• Work to complete
Every entry below needs to be repeated exactly.

• Data extracts
==*==

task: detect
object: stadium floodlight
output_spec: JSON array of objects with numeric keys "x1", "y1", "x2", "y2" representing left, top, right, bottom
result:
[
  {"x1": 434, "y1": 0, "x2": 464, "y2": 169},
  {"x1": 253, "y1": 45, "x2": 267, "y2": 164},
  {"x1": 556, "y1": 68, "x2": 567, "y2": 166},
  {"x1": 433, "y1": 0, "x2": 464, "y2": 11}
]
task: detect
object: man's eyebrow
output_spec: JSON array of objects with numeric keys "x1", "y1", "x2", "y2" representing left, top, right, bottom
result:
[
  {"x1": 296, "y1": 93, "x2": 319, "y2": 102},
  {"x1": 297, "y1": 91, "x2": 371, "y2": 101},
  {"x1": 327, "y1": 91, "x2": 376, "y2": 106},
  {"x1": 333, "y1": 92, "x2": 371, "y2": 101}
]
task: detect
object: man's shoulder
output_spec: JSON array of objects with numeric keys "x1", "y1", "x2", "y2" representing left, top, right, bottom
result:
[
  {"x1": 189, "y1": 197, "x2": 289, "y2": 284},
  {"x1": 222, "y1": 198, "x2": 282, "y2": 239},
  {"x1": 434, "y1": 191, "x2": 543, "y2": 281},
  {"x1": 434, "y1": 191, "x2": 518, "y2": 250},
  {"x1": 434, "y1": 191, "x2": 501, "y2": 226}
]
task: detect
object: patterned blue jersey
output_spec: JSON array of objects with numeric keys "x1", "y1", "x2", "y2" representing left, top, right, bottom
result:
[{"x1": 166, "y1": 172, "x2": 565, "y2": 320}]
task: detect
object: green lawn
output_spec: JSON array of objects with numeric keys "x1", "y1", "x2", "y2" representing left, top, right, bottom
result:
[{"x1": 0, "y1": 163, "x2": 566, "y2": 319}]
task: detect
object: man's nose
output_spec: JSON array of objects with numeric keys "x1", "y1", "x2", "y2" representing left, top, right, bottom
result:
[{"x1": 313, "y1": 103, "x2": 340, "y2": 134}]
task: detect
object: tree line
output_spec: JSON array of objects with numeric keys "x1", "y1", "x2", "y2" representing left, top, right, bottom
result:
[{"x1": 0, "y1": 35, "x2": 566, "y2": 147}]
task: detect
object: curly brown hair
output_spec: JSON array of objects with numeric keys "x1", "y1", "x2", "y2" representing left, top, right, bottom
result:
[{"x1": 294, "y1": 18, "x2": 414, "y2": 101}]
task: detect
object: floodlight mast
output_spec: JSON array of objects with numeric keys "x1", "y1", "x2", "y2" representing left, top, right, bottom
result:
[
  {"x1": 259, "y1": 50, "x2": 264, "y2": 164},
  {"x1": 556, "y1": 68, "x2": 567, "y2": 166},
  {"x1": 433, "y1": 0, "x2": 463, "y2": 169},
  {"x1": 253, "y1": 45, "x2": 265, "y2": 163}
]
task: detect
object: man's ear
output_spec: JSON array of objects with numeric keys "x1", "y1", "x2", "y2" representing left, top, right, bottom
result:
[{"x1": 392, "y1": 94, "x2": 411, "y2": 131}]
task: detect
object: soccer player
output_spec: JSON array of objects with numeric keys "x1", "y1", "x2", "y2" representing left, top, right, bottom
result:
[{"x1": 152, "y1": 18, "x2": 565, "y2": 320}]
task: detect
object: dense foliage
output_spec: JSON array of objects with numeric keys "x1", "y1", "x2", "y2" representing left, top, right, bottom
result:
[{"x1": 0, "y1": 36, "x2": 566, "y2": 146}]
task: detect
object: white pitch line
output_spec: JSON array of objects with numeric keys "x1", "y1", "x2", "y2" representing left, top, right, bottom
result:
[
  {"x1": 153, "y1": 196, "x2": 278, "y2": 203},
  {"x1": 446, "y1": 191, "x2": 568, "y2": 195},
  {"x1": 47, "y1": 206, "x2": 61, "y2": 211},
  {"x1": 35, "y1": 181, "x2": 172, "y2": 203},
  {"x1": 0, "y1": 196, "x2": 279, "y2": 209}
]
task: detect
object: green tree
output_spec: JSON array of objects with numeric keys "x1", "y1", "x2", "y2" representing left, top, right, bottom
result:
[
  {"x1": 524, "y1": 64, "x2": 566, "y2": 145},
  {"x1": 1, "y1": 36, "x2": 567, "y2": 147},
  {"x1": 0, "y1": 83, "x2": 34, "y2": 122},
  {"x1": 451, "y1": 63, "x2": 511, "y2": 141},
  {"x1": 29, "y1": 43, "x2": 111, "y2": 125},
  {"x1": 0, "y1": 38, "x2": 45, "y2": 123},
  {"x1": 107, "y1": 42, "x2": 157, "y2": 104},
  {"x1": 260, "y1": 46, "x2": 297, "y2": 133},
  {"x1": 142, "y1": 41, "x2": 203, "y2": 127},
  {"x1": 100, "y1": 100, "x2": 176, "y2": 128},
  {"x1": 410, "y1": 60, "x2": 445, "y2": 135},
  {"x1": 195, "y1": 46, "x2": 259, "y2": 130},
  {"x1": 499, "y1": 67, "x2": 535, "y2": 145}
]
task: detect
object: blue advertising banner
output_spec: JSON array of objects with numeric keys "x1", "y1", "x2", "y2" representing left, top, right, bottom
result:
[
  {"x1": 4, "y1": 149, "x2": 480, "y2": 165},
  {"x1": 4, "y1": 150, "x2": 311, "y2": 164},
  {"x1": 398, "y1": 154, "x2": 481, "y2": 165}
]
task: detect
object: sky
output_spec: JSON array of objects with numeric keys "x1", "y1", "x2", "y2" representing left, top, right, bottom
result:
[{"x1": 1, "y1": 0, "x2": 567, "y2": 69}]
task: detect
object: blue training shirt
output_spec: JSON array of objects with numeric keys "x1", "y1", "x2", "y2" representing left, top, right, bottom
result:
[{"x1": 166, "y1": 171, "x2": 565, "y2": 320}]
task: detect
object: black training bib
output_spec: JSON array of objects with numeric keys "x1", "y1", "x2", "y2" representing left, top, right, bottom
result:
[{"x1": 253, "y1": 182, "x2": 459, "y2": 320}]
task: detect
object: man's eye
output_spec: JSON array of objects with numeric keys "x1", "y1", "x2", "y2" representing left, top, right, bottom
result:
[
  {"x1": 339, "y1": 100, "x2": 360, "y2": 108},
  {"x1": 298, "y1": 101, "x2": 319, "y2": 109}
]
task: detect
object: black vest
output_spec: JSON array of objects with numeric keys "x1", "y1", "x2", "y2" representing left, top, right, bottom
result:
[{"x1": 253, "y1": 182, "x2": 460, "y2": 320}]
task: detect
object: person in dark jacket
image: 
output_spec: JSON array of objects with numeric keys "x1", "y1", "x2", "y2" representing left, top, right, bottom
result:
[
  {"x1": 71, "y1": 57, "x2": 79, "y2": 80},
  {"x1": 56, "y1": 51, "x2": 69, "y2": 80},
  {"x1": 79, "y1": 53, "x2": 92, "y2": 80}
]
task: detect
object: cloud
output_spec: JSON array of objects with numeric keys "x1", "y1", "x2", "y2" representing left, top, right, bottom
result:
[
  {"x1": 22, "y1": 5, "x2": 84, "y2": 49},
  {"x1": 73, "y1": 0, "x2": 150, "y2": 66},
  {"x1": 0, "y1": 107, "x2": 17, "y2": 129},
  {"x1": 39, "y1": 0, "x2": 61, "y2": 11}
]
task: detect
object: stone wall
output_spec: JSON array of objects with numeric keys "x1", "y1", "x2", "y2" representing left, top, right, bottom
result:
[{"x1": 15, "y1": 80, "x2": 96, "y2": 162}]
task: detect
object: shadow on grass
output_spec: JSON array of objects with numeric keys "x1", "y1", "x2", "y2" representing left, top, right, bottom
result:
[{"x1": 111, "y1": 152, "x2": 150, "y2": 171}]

==*==

• Exercise answer
task: detect
object: stadium floodlight
output_spec: JSON array of objects with numeric keys "x1", "y1", "x2", "y2" representing left, top, right, bottom
result:
[
  {"x1": 434, "y1": 0, "x2": 464, "y2": 169},
  {"x1": 253, "y1": 45, "x2": 267, "y2": 164},
  {"x1": 556, "y1": 68, "x2": 567, "y2": 166},
  {"x1": 433, "y1": 0, "x2": 464, "y2": 11}
]
task: detect
object: man's eyebrow
output_spec: JSON array of objects with numeric keys "x1", "y1", "x2", "y2" representing left, top, right, bottom
result:
[
  {"x1": 296, "y1": 93, "x2": 319, "y2": 102},
  {"x1": 297, "y1": 91, "x2": 371, "y2": 101},
  {"x1": 327, "y1": 91, "x2": 376, "y2": 106},
  {"x1": 333, "y1": 92, "x2": 371, "y2": 101}
]
task: detect
object: man's shoulder
output_spec: JSON array of objects with numeric keys "x1", "y1", "x2", "y2" representing left, top, right, bottom
result:
[
  {"x1": 189, "y1": 197, "x2": 289, "y2": 284},
  {"x1": 222, "y1": 198, "x2": 282, "y2": 239},
  {"x1": 434, "y1": 191, "x2": 543, "y2": 281},
  {"x1": 434, "y1": 191, "x2": 518, "y2": 250},
  {"x1": 434, "y1": 191, "x2": 501, "y2": 226}
]
task: detect
object: patterned blue jersey
output_spec: JSON array of objects with numeric keys "x1", "y1", "x2", "y2" representing left, top, right, bottom
result:
[{"x1": 166, "y1": 172, "x2": 565, "y2": 320}]
task: detect
object: green lawn
output_spec: JSON array of objects with numeric keys "x1", "y1", "x2", "y2" representing left, top, right, bottom
result:
[{"x1": 0, "y1": 163, "x2": 566, "y2": 319}]
task: detect
object: man's nose
output_spec: JSON array of objects with numeric keys "x1", "y1", "x2", "y2" representing left, top, right, bottom
result:
[{"x1": 313, "y1": 103, "x2": 340, "y2": 134}]
task: detect
object: tree line
output_spec: JSON array of objects with numeric keys "x1", "y1", "x2", "y2" representing left, top, right, bottom
result:
[{"x1": 0, "y1": 35, "x2": 566, "y2": 147}]
task: detect
object: curly brown hair
output_spec: JSON array of objects with numeric keys "x1", "y1", "x2", "y2" representing left, top, right, bottom
result:
[{"x1": 294, "y1": 18, "x2": 414, "y2": 101}]
task: detect
object: floodlight mast
output_spec: JSON array of objects with numeric keys "x1", "y1", "x2", "y2" representing left, top, right, bottom
result:
[
  {"x1": 259, "y1": 50, "x2": 264, "y2": 164},
  {"x1": 556, "y1": 68, "x2": 567, "y2": 166},
  {"x1": 433, "y1": 0, "x2": 463, "y2": 169},
  {"x1": 253, "y1": 45, "x2": 265, "y2": 163}
]
task: detect
object: man's ear
output_spec: JSON array of objects with numeric keys "x1", "y1", "x2", "y2" representing left, top, right, bottom
result:
[{"x1": 392, "y1": 94, "x2": 411, "y2": 131}]
task: detect
object: soccer player
output_spec: JSON array of objects with numeric keys "x1", "y1", "x2", "y2" representing left, top, right, bottom
result:
[{"x1": 152, "y1": 18, "x2": 565, "y2": 320}]
task: detect
object: dense foliage
output_spec: JSON array of objects with numeric keys "x1", "y1", "x2", "y2" representing left, top, right, bottom
result:
[{"x1": 0, "y1": 36, "x2": 566, "y2": 146}]
task: detect
object: white pitch line
output_spec: JSON array of objects with numeric keys "x1", "y1", "x2", "y2" representing left, top, right, bottom
result:
[
  {"x1": 153, "y1": 196, "x2": 278, "y2": 203},
  {"x1": 446, "y1": 191, "x2": 568, "y2": 195},
  {"x1": 47, "y1": 206, "x2": 61, "y2": 211},
  {"x1": 35, "y1": 181, "x2": 172, "y2": 203},
  {"x1": 0, "y1": 196, "x2": 279, "y2": 209}
]
task: detect
object: green tree
output_spec: JSON array of objects with numeric keys "x1", "y1", "x2", "y2" representing left, top, right, bottom
result:
[
  {"x1": 524, "y1": 64, "x2": 566, "y2": 145},
  {"x1": 1, "y1": 36, "x2": 567, "y2": 147},
  {"x1": 0, "y1": 83, "x2": 34, "y2": 122},
  {"x1": 451, "y1": 63, "x2": 511, "y2": 141},
  {"x1": 29, "y1": 43, "x2": 111, "y2": 125},
  {"x1": 0, "y1": 38, "x2": 45, "y2": 123},
  {"x1": 107, "y1": 42, "x2": 157, "y2": 104},
  {"x1": 260, "y1": 46, "x2": 297, "y2": 133},
  {"x1": 142, "y1": 41, "x2": 203, "y2": 127},
  {"x1": 100, "y1": 100, "x2": 176, "y2": 128},
  {"x1": 410, "y1": 60, "x2": 445, "y2": 135},
  {"x1": 195, "y1": 46, "x2": 259, "y2": 130},
  {"x1": 499, "y1": 67, "x2": 535, "y2": 145}
]
task: detect
object: blue advertising banner
output_spec: JSON array of objects with numeric keys "x1", "y1", "x2", "y2" representing left, top, right, bottom
result:
[
  {"x1": 4, "y1": 149, "x2": 480, "y2": 165},
  {"x1": 4, "y1": 150, "x2": 311, "y2": 164},
  {"x1": 398, "y1": 154, "x2": 481, "y2": 165}
]
task: detect
object: sky
output_spec: JSON array of objects with numeric keys "x1", "y1", "x2", "y2" representing left, top, right, bottom
result:
[{"x1": 1, "y1": 0, "x2": 567, "y2": 69}]
task: detect
object: blue training shirt
output_spec: JSON array of objects with numeric keys "x1", "y1", "x2", "y2" representing left, top, right, bottom
result:
[{"x1": 166, "y1": 171, "x2": 565, "y2": 320}]
task: detect
object: black training bib
output_spec: JSON array of objects with numeric keys "x1", "y1", "x2", "y2" representing left, top, right, bottom
result:
[{"x1": 253, "y1": 182, "x2": 459, "y2": 320}]
task: detect
object: man's eye
output_spec: JSON array of objects with numeric keys "x1", "y1", "x2", "y2" representing left, top, right, bottom
result:
[
  {"x1": 339, "y1": 100, "x2": 360, "y2": 108},
  {"x1": 298, "y1": 101, "x2": 319, "y2": 109}
]
task: detect
object: black vest
output_spec: JSON array of objects with numeric keys "x1", "y1", "x2", "y2" representing left, top, right, bottom
result:
[{"x1": 253, "y1": 182, "x2": 460, "y2": 320}]
task: detect
object: person in dark jacket
image: 
output_spec: JSON array of objects with numeric keys "x1", "y1", "x2", "y2" representing left, top, right, bottom
result:
[
  {"x1": 71, "y1": 57, "x2": 79, "y2": 80},
  {"x1": 56, "y1": 51, "x2": 69, "y2": 80},
  {"x1": 79, "y1": 53, "x2": 92, "y2": 80}
]
task: detect
object: cloud
output_spec: JSON array of objects with numeric keys "x1", "y1", "x2", "y2" representing left, top, right, bottom
result:
[
  {"x1": 22, "y1": 5, "x2": 84, "y2": 49},
  {"x1": 73, "y1": 0, "x2": 150, "y2": 66},
  {"x1": 0, "y1": 107, "x2": 17, "y2": 129},
  {"x1": 39, "y1": 0, "x2": 61, "y2": 11}
]
task: detect
object: stone wall
output_spec: JSON array of objects with numeric keys "x1", "y1", "x2", "y2" representing left, top, right, bottom
result:
[{"x1": 15, "y1": 80, "x2": 96, "y2": 162}]
task: detect
object: shadow on grass
output_spec: JSON array of objects with numeric keys "x1", "y1", "x2", "y2" representing left, top, right, bottom
result:
[{"x1": 111, "y1": 152, "x2": 150, "y2": 171}]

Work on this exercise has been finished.